《關於上一次講課莫比烏斯反演出鍋了所以整理一下那些事》
上次講課用莫比烏斯反演的時候講出鍋了,所以總結一下
前置芝士
整除分塊
----轉載自dalao部落格
問題:求\(\sum_{i=1}^N \lfloor \frac Ni \rfloor\),其中\(N \leq 10^{12}\)
對於\(\large \lfloor \frac Ni \rfloor\)最多可存在\(2\sqrt{N}\)種取值
可以分類討論\(i\)的取值,當\(i\le \sqrt{N}\)時,存在\(\sqrt{N}\)種取值,而對於\(i\gt\sqrt{N},\large{\frac Ni}\lt\sqrt{N}\),最多也僅有\(\sqrt{N}\)種取值,所以最多可存在\(2\sqrt{N}\)
另外的話設\(\large \lfloor \frac N{i'} \rfloor\) 與 \(\large \lfloor \frac Ni \rfloor\)相等,那麼對於\(i'\)最大值為\(\large \left \lfloor \frac N{\left \lfloor \frac Ni \right \rfloor\ } \right \rfloor\)
證明的話我們對於\(\large{ \lfloor \frac Ni \rfloor}=k\),可以轉化為\(ki+r=N\),其中的\(1\le\ r\lt\ i\),那麼對於\(\large{\lfloor \frac N{i+d} \rfloor}=k\)

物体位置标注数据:
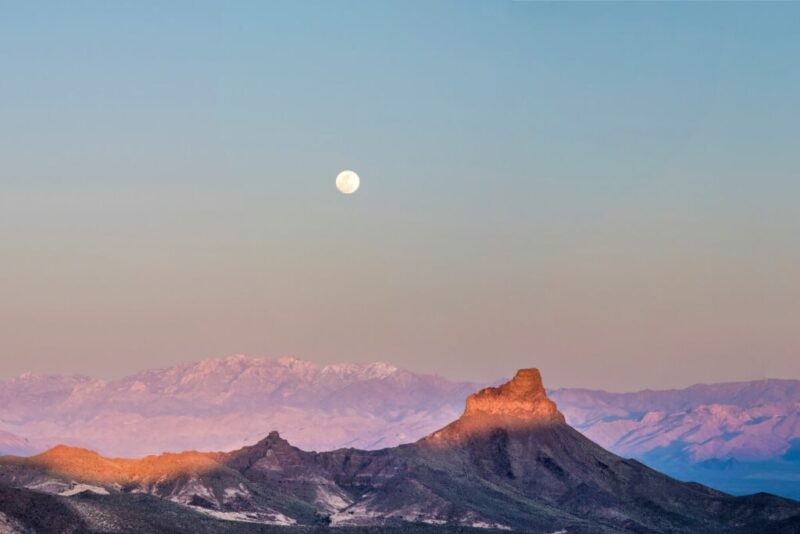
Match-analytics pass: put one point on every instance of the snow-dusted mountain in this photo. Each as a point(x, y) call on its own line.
point(741, 437)
point(221, 404)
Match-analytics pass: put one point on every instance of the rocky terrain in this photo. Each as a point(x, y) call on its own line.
point(509, 462)
point(222, 404)
point(739, 437)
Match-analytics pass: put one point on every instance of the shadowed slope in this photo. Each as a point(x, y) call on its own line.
point(510, 461)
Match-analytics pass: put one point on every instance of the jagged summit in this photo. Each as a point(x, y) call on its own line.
point(520, 402)
point(522, 397)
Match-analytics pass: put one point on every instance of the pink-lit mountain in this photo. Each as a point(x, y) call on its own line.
point(742, 437)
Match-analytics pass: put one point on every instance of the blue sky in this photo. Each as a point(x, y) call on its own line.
point(598, 189)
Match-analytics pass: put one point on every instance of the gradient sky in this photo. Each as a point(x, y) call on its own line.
point(606, 191)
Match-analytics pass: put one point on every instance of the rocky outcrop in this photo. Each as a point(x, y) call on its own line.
point(520, 403)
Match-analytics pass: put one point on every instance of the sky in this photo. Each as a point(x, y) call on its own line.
point(606, 191)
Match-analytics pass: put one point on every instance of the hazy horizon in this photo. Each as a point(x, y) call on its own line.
point(607, 192)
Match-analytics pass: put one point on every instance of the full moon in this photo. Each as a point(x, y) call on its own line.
point(347, 182)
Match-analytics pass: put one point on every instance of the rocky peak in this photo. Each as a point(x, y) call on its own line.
point(521, 397)
point(519, 403)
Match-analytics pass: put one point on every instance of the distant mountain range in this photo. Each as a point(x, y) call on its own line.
point(510, 462)
point(739, 437)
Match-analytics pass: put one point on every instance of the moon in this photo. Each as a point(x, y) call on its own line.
point(347, 182)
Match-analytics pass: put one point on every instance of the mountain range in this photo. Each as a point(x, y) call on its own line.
point(740, 437)
point(509, 462)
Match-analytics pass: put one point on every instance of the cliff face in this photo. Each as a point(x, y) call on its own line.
point(521, 403)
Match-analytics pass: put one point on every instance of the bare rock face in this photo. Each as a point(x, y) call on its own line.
point(522, 397)
point(518, 404)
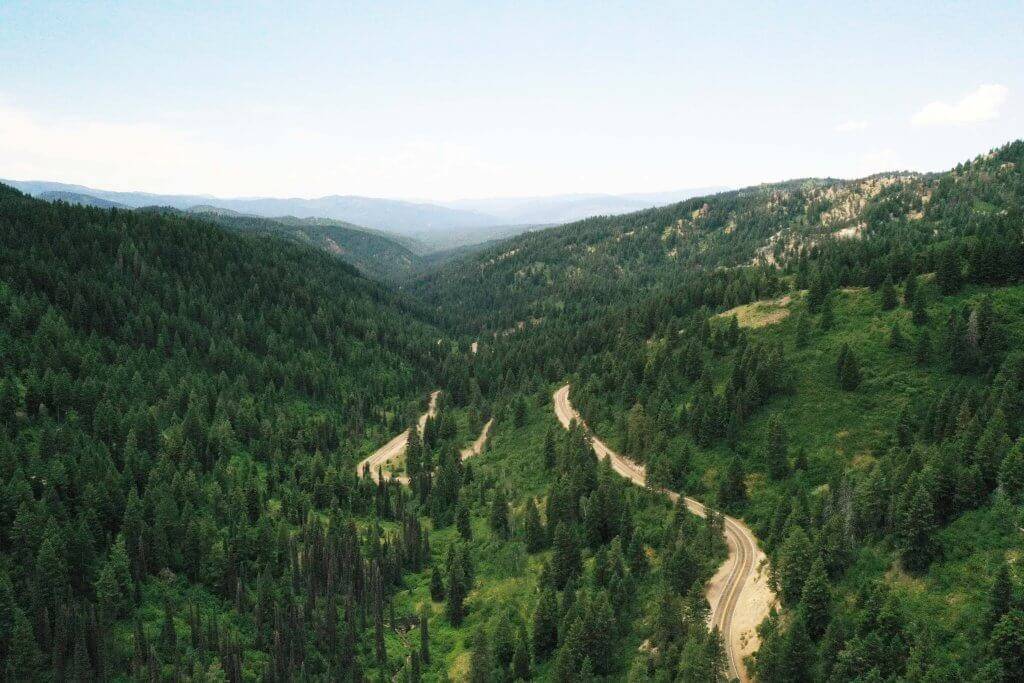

> _待办任务_
1. 莫比乌斯反演笔记的整除分块部分给出了哪些不等式条件?请全部列出。
2. 按莫比乌斯反演笔记的说法,⌊N/i⌋最多可能有多少种取值?
3. 接着莫比乌斯反演笔记中断的地方往下写。
这些记录是另一份独立的材料,与上面的莫比乌斯反演笔记无关。

> _练习答案_
1. N ≤ 10^12;i ≤ √N;i > √N;N/i < √N;1 ≤ r < i

2. 最多有 2√N 种取值。

3.
於是可以算出\(\begin{aligned}i'=i+d_{max} =i+\lfloor \frac rk \rfloor =i+\left \lfloor \frac {N \;mod\; i}{\lfloor \frac Ni \rfloor} \right \rfloor =i+\left \lfloor \frac {N-\lfloor \frac Ni\rfloor i}{\lfloor \frac Ni \rfloor} \right \rfloor =\left \lfloor i + \frac {N-\lfloor \frac Ni\rfloor i}{\lfloor \frac Ni \rfloor} \right \rfloor =\left \lfloor \frac{\lfloor \frac Ni \rfloor i}{\lfloor \frac Ni \rfloor} + \frac {N-\lfloor \frac Ni\rfloor i}{\lfloor \frac Ni \rfloor} \right \rfloor =\left \lfloor \frac N{\lfloor \frac Ni \rfloor} \right \rfloor \quad \quad\end{aligned}\)
然後可以列舉兩個變數\(l,r\),其中\(l\)初始值為1,每次可以令\(\large r=\left \lfloor \frac N{\lfloor \frac NL \rfloor} \right \rfloor\),隨後將\(\large (r-l+1)\cdot \lfloor \frac NL \rfloor\)對答案進行累加,隨後令\(l=r+1\),依次增加累加,最後對於分塊複雜度可以看為\(O(\sqrt N)\)的
積性函式
之前我所說的可能有錯現在從新進行一次宣告吧算是,對於任意 \(x,y \in \mathbb{N}_{+},\gcd(x,y)=1\),都有\(f(xy)=f(x)f(y)\),則\(f(n)\)為積性函式
若\(f(n)\),\(g(n)\)為積性函式,則以下的情況也為積性函式
\(\begin{aligned}h(x)=&f(x^p)\\h(x)=&f^p(x)\\h(x)=&f(x)g(x)\\h(x)=&\sum_{d\mid x}f(d)g(\frac{x}{d})\end{aligned}\)
積性函式的例子:\(e(n)=[n=1]\)
\(1(n)=1\)
\(\mu(n)=\begin{cases}(-1)^k&n=p_1p_2p_3\dots p_k\\0&n=p^2q\\1&n=1\end{cases}\)
\(\varphi(n)=\sum_{i=1}^n[\gcd(i,n)=1]\)
\(\operatorname{id}_k(n)=n^k\operatorname{id}_{1}(n)\)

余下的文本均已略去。